Start of Provided records

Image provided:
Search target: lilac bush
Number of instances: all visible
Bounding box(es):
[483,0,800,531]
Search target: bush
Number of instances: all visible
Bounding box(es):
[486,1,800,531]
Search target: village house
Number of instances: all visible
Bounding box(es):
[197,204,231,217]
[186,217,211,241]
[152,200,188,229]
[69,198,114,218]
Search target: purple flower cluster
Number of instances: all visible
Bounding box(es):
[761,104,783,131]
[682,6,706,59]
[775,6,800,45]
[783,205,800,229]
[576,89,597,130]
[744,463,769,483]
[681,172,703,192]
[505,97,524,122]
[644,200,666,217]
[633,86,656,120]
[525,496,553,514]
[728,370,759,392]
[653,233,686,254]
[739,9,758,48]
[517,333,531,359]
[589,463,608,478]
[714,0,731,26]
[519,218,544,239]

End of Provided records
Start of Provided records

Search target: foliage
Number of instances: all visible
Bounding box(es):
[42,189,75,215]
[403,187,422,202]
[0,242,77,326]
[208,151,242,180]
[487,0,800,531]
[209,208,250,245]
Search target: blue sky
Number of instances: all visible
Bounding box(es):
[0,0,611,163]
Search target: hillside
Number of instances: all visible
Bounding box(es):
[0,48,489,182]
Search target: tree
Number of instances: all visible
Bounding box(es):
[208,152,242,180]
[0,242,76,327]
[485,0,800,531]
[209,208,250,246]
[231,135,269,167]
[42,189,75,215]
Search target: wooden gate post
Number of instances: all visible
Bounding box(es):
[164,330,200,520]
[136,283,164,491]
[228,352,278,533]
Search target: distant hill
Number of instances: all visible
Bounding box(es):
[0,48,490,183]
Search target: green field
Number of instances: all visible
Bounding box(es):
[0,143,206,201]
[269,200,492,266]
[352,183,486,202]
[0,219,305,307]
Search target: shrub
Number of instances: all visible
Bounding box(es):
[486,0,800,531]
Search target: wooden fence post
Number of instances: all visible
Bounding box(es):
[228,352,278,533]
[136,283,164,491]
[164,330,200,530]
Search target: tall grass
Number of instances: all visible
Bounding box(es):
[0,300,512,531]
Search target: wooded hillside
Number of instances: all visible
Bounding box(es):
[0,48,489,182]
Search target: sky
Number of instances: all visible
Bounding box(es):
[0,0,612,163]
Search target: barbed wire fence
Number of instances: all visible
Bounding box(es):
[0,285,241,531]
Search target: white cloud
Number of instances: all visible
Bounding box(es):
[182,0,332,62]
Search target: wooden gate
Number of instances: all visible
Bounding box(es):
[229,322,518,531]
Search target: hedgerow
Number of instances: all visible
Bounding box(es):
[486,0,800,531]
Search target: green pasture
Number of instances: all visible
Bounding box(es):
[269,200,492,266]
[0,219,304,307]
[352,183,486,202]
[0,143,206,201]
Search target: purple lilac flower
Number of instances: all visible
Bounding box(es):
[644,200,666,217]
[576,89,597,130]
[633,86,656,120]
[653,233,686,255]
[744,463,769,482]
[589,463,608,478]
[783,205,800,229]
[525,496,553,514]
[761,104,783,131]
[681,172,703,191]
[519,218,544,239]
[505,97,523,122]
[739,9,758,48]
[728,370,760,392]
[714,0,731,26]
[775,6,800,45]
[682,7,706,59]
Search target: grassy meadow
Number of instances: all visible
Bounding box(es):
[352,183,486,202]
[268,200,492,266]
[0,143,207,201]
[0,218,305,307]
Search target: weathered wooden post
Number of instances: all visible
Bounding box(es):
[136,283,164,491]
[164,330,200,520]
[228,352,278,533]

End of Provided records
Start of Provided records

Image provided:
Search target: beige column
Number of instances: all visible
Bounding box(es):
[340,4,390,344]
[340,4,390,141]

End of Provided records

What you have to do
Lay out the lines of the records as a numbered list, starting at the line with "Search target: tall grass" and ending at the line with "[682,7,706,59]", both included. Leave out any blank lines.

Finished task
1. Search target: tall grass
2. Number of instances: all visible
3. Bounding box(es):
4. [0,300,512,531]
5. Search target: wooded hillside
6. Number of instances: all visible
7. Bounding box(es):
8. [0,48,489,182]
9. Search target: sky
10. Number of instances: all visible
11. Bounding box(es):
12. [0,0,612,163]
13. Search target: barbed wire fence
14. Number of instances: all visible
15. Bounding box(es):
16. [0,285,241,531]
17. Search target: white cloud
18. Number of instances: all visible
19. Bounding box(es):
20. [182,0,332,62]
21. Search target: wooden gate
22. Number of instances: all visible
23. Bounding box(es):
24. [229,322,518,531]
25. Search target: hedgerow
26. Number of instances: all visible
27. Bounding box(es):
28. [486,0,800,531]
29. Search target: green pasture
30. Number of instances: all visible
31. Bounding box(es):
32. [269,200,492,266]
33. [0,219,304,307]
34. [352,183,486,202]
35. [0,143,206,201]
36. Search target: purple lilac flower
37. Number of instances: all visible
38. Bounding box(es):
39. [644,200,666,217]
40. [576,89,597,130]
41. [633,86,656,120]
42. [653,233,686,255]
43. [744,463,769,482]
44. [589,463,608,478]
45. [783,205,800,229]
46. [525,496,553,514]
47. [761,104,783,131]
48. [681,172,703,191]
49. [519,218,544,239]
50. [505,97,523,122]
51. [739,9,758,48]
52. [728,370,760,392]
53. [714,0,731,26]
54. [775,6,800,45]
55. [682,7,706,59]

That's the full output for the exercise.